* CONSIGNE *
Sélectionnez dans le listing ci-dessous chaque ligne contenant le mot « spectator », puis recopiez-la.

* DONNÉES FOURNIES *
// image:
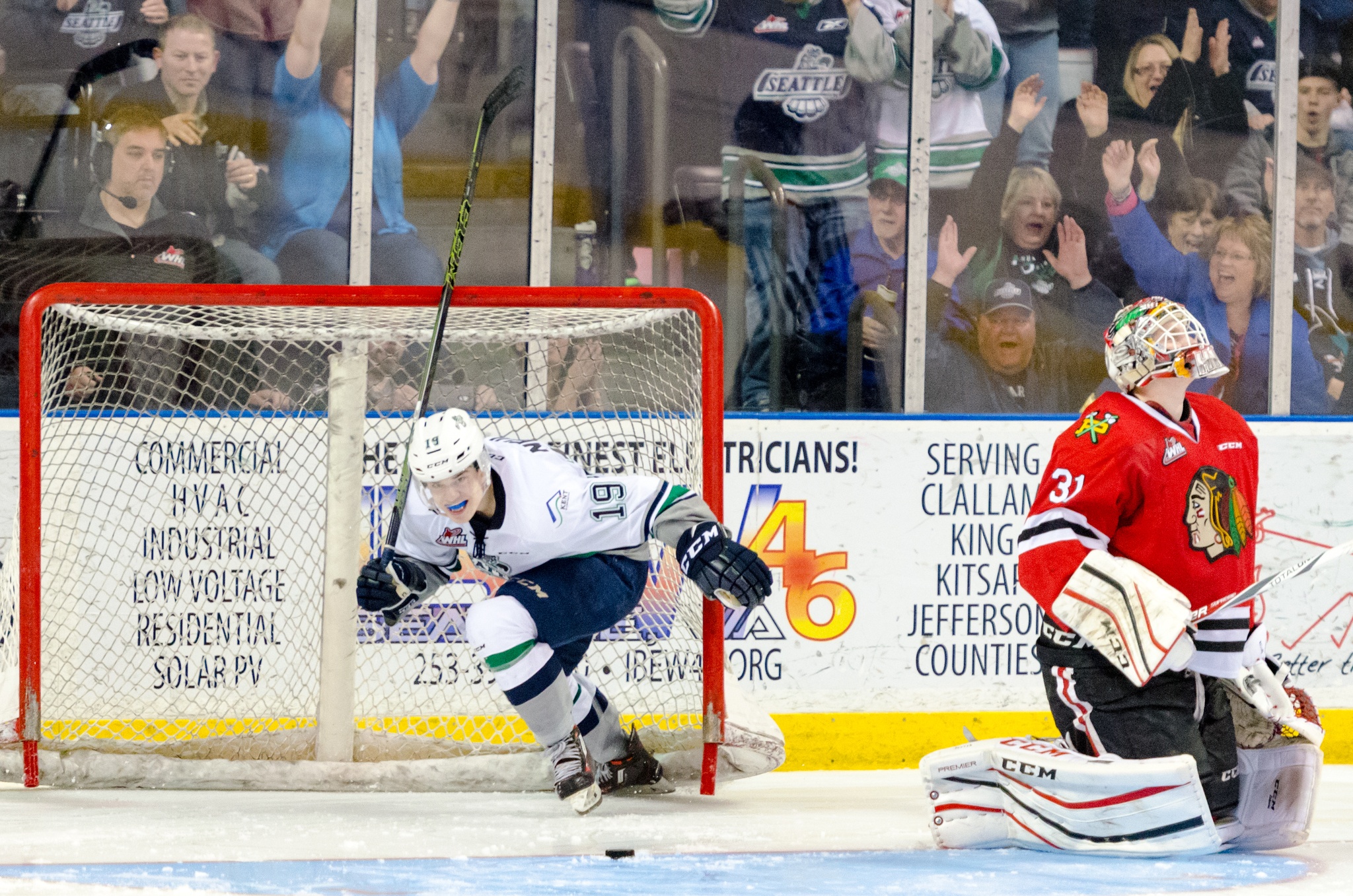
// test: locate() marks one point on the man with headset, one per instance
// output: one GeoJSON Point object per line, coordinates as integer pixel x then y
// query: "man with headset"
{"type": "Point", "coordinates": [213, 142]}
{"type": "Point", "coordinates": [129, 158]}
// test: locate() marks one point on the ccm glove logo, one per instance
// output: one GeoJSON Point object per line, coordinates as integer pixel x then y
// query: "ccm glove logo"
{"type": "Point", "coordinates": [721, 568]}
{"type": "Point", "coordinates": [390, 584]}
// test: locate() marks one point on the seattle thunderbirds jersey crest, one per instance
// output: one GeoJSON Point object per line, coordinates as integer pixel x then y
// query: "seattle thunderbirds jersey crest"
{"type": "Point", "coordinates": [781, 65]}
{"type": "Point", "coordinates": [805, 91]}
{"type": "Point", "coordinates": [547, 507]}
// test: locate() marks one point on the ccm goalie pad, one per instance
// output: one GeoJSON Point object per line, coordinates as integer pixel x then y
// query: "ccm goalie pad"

==

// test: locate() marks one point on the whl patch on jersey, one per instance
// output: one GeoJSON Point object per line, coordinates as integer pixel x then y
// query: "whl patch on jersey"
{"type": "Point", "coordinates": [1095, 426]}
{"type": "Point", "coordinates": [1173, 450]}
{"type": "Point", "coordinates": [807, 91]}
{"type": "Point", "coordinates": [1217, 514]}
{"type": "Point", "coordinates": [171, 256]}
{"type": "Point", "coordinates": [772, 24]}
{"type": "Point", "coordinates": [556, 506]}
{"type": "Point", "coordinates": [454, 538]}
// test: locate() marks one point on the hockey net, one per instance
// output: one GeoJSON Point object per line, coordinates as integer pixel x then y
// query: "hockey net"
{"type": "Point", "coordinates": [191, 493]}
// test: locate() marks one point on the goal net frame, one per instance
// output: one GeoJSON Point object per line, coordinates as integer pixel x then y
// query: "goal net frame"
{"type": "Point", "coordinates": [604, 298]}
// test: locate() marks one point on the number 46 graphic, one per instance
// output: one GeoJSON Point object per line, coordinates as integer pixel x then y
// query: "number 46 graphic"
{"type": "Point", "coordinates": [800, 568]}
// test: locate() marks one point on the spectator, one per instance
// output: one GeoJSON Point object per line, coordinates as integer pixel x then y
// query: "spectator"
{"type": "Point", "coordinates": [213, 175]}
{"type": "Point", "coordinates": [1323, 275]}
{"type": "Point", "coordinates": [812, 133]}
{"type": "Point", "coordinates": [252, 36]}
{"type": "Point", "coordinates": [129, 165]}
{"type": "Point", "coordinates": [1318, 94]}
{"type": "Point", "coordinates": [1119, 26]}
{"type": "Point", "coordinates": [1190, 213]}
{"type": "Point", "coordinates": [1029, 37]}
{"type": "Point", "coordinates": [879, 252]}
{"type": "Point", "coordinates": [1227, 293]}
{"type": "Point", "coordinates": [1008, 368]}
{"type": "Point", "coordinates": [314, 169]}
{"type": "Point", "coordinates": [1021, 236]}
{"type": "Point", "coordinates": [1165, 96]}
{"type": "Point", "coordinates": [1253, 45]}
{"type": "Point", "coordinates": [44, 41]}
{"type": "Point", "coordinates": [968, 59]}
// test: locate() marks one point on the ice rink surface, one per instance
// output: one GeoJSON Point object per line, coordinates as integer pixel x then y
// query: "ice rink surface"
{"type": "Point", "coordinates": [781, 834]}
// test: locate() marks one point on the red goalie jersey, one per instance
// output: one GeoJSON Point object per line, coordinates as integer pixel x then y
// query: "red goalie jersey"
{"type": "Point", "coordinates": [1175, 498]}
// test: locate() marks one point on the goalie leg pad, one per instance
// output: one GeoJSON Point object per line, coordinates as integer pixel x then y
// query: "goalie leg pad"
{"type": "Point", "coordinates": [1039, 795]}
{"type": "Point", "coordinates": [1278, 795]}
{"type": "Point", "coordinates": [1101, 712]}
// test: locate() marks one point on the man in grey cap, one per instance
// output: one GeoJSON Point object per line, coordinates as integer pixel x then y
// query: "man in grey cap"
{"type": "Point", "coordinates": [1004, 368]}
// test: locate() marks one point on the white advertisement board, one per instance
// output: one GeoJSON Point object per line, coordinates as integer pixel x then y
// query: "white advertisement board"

* RÉSULTAT PRODUIT *
// test: locate() marks one point on the spectator, one per instance
// query: "spectator"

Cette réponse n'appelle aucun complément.